**Extracted material**:
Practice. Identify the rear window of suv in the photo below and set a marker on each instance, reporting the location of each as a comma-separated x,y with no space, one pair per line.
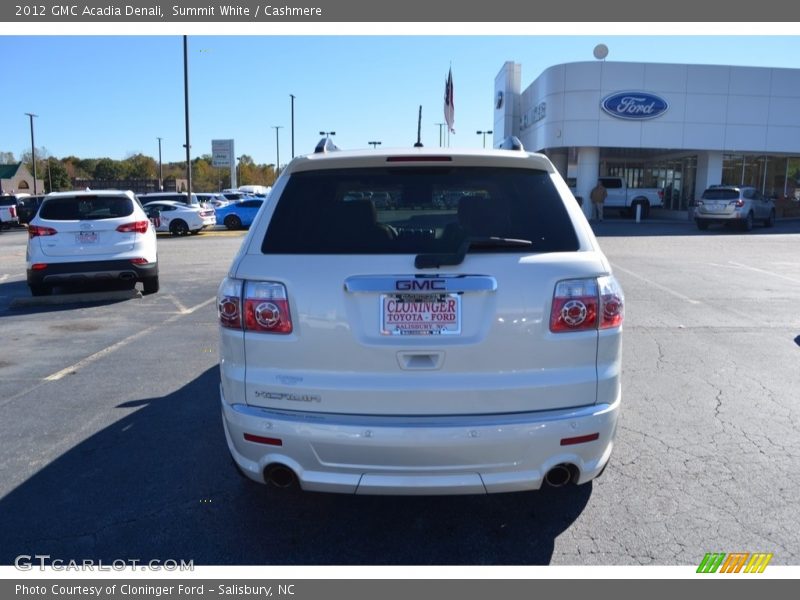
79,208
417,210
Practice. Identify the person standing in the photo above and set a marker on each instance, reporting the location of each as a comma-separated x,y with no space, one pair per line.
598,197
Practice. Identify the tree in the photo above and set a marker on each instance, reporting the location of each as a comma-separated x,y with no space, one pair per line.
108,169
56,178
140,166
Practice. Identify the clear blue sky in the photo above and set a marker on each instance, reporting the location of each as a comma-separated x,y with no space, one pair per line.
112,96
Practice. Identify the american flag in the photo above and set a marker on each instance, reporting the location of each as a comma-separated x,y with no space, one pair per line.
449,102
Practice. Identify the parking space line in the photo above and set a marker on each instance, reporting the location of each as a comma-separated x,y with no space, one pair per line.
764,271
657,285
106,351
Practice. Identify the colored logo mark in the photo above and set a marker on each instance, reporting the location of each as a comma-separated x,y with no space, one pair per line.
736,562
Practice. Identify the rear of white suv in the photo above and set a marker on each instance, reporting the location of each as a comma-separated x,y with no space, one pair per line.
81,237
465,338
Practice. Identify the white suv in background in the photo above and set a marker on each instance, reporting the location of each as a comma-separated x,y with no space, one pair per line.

**Problem requirements**: Can you write out the material above again, with every "set a marker" changed to "place a dot" and nothing else altered? Leave the pictures out.

**The result**:
Practice. Identify the rear window of suv in the photo below and place a dot on each instance, reporting the location of each as a comma-separated x,y with no space, one pair per line.
79,208
417,210
Practice. Identify the person standing in the photo above and place a dot on each instance, reporting the location of each as a comma-separated x,y with no space, one pair per line.
598,197
Practice. Identify the tree in the photo above and place a dot on each instance, reporting the location of each as a comma-separated x,y with no space, one pair per line.
108,169
56,178
140,166
Practice. Identify the clear blue sky in the photo above and place a dot on each instance, reporting the location of each as a comma-separated x,y with no space, one pair per line.
112,96
Practice. Identify the american flag in the photo above and place a dot on each instance, reporting the location of each as a comma-separated x,y with no space, one pair per line.
449,102
Practice. Identify the parking space line in the photo above and place a dot on each instance, reporting the location of each as a comma-separated x,y with no space, one pair per line.
764,271
657,285
106,351
Practice. Identify the colored logo mark in the photo above and place a dot on each instance, reporting the location of each as a comma-separated x,y with no space, one pair per line.
736,562
Practice. Identify the rear of white suv in the photo above and place a dot on each instance, reporting the location of each as a comma-separated x,y with no space, one pair per line.
81,237
465,338
Practice. Identify the white suv in background in the photo above and place a dot on each instance, reporting the location of each as a comma-separated x,y with no space, one pair per line.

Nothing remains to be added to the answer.